WHAT YOU WILL DO: Carry on the newspaper column about meteorological spring from its last sentence and keep writing in the same voice.

TEXT EXTRACT:
________
Happy spring everybody.
What? It’s not spring you say? Ha! That’s what I said, too, when someone told me that there is an alternative way to determine spring.
Heresy, you say! Yes I did too, until an astute denizen of the newsroom got on the Internet to back up his claim that there are some people who consider March 1 as the first day of spring.
While he pounded his computer keys in search of the truth, I slapped my palms hard against my ears and shouted “Woo! Woo! Bleeeeeaaaah…wah, wah, wah, wah!” so I wouldn’t have to listen to this apostasy.
Okay, it didn’t quite go downlike that. But it was a surprise to learn about “meteorological spring.” What’s more, when I heard the reason for it, I actually thought, “That’s not a bad idea.”
But then, that’s how they get you.
Logic. Sense. All manner of evil techniques are employed these days to force change.
“Spring falls on the equinox,” I lamented while collapsing into a puddle of despair as the world as I know it crumbles around me.
Oh, right, sorry, I had abandoned that ludicrous anecdote three paragraphs back.
________
SOURCE MATERIAL:
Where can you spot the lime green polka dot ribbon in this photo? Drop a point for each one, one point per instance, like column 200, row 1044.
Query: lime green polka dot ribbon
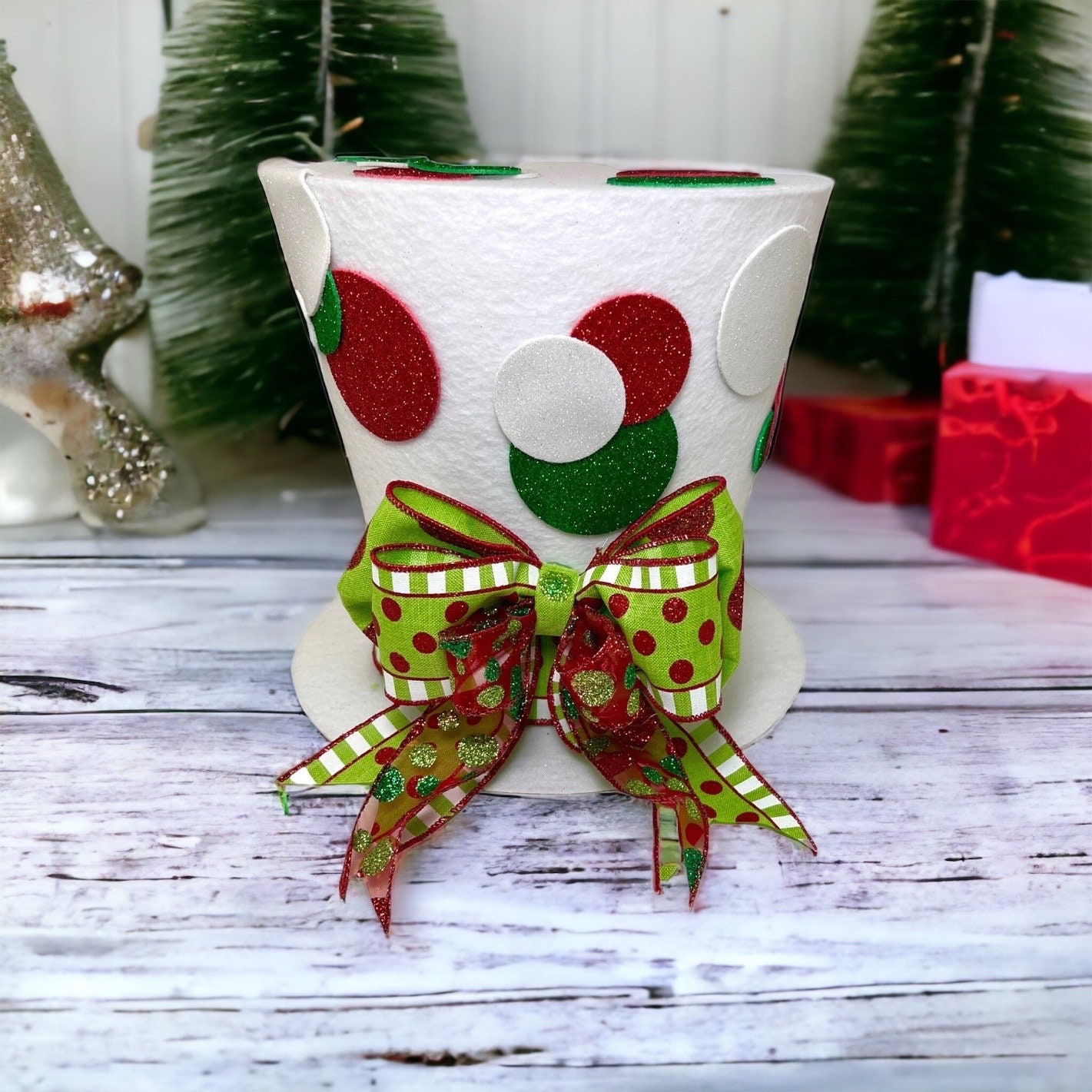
column 476, row 638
________
IN RESPONSE:
But I was surprised to learn that meteorologists decided sometime around the 1950’s that there was an easier way to reckon the seasons than following the astronomical model which determines that the seasons change on the equinoxes and the solstices. The next equinox (meaning equal day and night, thus every day going forward from then on is increasingly longer than the night) is 9:30 p.m., March 19, thus the first day of spring is Sunday, March 20.
Well, not if you’re a meteorologist. Meteorologists decided that the seasons should be based on the calendar.
Under the astronomical system, the equinox and the solstices occur on varying dates sometime in the third week of March, June, September and December. “Sometime in the third week” is a remarkably unscientific determinant. But that’s the way it is with the heavenly bodies. Planets wobble, stars have elliptical orbits – listen to me trying to sound like I know what I’m talking about. I know it’s spring when my calendar says, “First day of spring.”
But now, I can go with the meteorological season because 60 years ago a bunch of weather persons decided that it made more sense to just divide the seasons up based on the calendar. Four seasons divided into 12 months means three months per season.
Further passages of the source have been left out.